_Exercise aim_
Copy out all of the entries below word for word, but omit the pictures from your copy.

------ Records for the exercise

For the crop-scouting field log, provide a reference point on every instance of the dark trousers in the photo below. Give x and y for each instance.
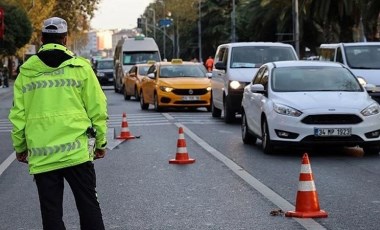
(82, 180)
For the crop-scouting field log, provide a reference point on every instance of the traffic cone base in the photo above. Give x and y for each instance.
(182, 157)
(307, 204)
(125, 134)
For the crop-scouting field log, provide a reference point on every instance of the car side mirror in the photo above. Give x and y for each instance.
(220, 65)
(257, 88)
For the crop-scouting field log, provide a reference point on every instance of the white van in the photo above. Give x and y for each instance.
(131, 51)
(235, 64)
(362, 58)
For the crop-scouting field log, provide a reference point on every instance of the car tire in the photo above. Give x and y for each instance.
(215, 112)
(266, 141)
(157, 107)
(143, 105)
(229, 114)
(137, 97)
(371, 150)
(126, 97)
(247, 137)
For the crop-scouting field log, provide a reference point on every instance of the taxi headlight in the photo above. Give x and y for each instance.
(362, 81)
(166, 89)
(236, 85)
(286, 110)
(371, 110)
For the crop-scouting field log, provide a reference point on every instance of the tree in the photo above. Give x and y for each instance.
(18, 29)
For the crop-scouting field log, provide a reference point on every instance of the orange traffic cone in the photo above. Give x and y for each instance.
(125, 134)
(307, 204)
(181, 157)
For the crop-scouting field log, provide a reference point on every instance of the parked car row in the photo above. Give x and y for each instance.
(282, 101)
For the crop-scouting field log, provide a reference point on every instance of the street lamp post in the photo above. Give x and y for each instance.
(200, 31)
(233, 22)
(154, 22)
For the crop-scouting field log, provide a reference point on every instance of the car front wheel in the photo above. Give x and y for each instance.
(247, 137)
(266, 141)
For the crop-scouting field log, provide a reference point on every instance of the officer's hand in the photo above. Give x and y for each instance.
(22, 157)
(99, 153)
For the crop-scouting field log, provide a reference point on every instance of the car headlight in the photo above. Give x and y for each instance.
(236, 85)
(371, 110)
(286, 110)
(166, 88)
(362, 81)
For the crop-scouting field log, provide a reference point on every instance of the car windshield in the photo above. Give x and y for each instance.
(296, 79)
(143, 70)
(105, 64)
(363, 57)
(255, 56)
(132, 58)
(171, 71)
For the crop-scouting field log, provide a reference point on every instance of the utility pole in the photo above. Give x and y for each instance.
(200, 31)
(233, 22)
(296, 28)
(154, 22)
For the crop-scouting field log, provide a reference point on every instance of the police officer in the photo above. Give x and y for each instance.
(57, 98)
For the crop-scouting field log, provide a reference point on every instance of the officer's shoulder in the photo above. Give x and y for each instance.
(81, 61)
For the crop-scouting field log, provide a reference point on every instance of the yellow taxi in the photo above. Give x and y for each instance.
(132, 80)
(176, 84)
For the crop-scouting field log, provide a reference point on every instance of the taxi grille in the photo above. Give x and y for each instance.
(188, 91)
(327, 119)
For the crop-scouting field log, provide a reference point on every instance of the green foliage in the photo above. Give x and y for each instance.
(18, 29)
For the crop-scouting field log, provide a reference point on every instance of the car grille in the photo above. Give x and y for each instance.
(189, 102)
(327, 119)
(189, 91)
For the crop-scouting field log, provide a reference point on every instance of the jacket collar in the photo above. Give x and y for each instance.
(54, 46)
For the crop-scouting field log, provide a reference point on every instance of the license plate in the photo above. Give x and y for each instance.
(326, 132)
(190, 98)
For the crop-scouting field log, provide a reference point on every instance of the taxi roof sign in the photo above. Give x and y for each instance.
(177, 61)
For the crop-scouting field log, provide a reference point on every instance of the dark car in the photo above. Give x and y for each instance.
(104, 71)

------------

_The completed task_
For the crop-scouting field log, provide a reference point on every instance of the dark trousers in the photo below. Give x and y for each instance.
(82, 180)
For the crop-scouting field log, provide a reference point on every instance of the traffic cone base in the photo above. Give x and y for each instance.
(182, 157)
(307, 204)
(125, 134)
For the crop-scouting field log, provide a reference point on every instance of the car side mirror in the photo above. Give x and y for each instance.
(220, 65)
(257, 88)
For the crop-scouting field log, provide a reference point on every instance of the white van in the photo above. Give x and y for each instance.
(131, 51)
(235, 64)
(362, 58)
For the crop-scouting field log, provide a reference point on every instance of the car tire in the photo above. Give x and y for each instance.
(215, 112)
(266, 141)
(157, 107)
(143, 105)
(229, 114)
(137, 97)
(371, 150)
(126, 97)
(247, 137)
For the crop-scouting field log, provide a reference point on every instance of the taxi headlight in the photo above. Give x and y for each instance.
(362, 81)
(166, 89)
(236, 85)
(286, 110)
(371, 110)
For the crop-scouting field log, provide a reference point on every instance of the tree in the photo above. Give x and y for each instance.
(18, 29)
For the crop-scouting field log, provide a reference point on every instance of the orange traffic cone in the photo above. Give x and y for each instance.
(125, 134)
(307, 204)
(181, 157)
For the crop-scouting field log, provide a reference point on every instance of the parked car row in the photo above. Give x and y for each instance.
(282, 101)
For the crop-scouting field log, provide a reference point on every instance of the street lamp post in the photo above. Give x and y for each instance.
(200, 31)
(233, 22)
(154, 22)
For the crop-scouting field log, provide a reference point on every instance of the car front wheel in the photo above. Give x and y for each instance.
(247, 137)
(266, 141)
For the crop-scouting field log, provide a reference point on every instance of the officer's hand in the photo above. Give x and y for each instance.
(22, 157)
(99, 153)
For the crop-scouting field log, provide a reference point on every instance of the car headlight in the photo above. Give x and y for each instance.
(236, 85)
(371, 110)
(286, 110)
(166, 88)
(362, 81)
For the crop-scouting field log, provide a reference point on every instance of the car windshield in the photo above. Give x and y for each instance.
(296, 79)
(143, 70)
(105, 64)
(363, 57)
(255, 56)
(132, 58)
(171, 71)
For the crop-scouting field log, provide a reference point on every instance of the utility pole in the photo above. Give x and y for each instance.
(200, 31)
(233, 22)
(296, 28)
(154, 22)
For the crop-scouting field log, provide a reference point on every instance of the police officer in the photo above. Give x and y for each instance.
(57, 98)
For the crop-scouting field log, provide a reference point on every instance of the officer's shoulder in the photo above. Give x and y for each instance.
(81, 61)
For the crop-scouting field log, provide a reference point on every instance of the yellow taxi in the photo above. Give x and y for each instance.
(132, 80)
(176, 84)
For the crop-scouting field log, provide a reference point on every instance of the taxi grille in the photo above. Give x and y for each instance.
(188, 91)
(327, 119)
For the crop-scouting field log, provide a reference point on every instance of the green foliage in the photo above. Give x and y for each instance.
(18, 29)
For the crop-scouting field log, provide a reference point on every instance of the car grille in the photo above. Give x and y for each instance.
(189, 102)
(327, 119)
(189, 91)
For the crop-scouting field log, provide a reference point on every instance of the jacket collar in the photo above. Give x and y for each instance.
(54, 46)
For the crop-scouting field log, provide a reference point on every instance of the license plate in the photo above. Give x and y for each instance.
(326, 132)
(190, 98)
For the crop-scouting field log, provide a reference point on every instance of the taxi roof sign in the photo above. Give x and y for each instance.
(177, 61)
For the crop-scouting field log, provide a reference point on every instance of the dark car in the photo above. Give x and y for each instance.
(104, 71)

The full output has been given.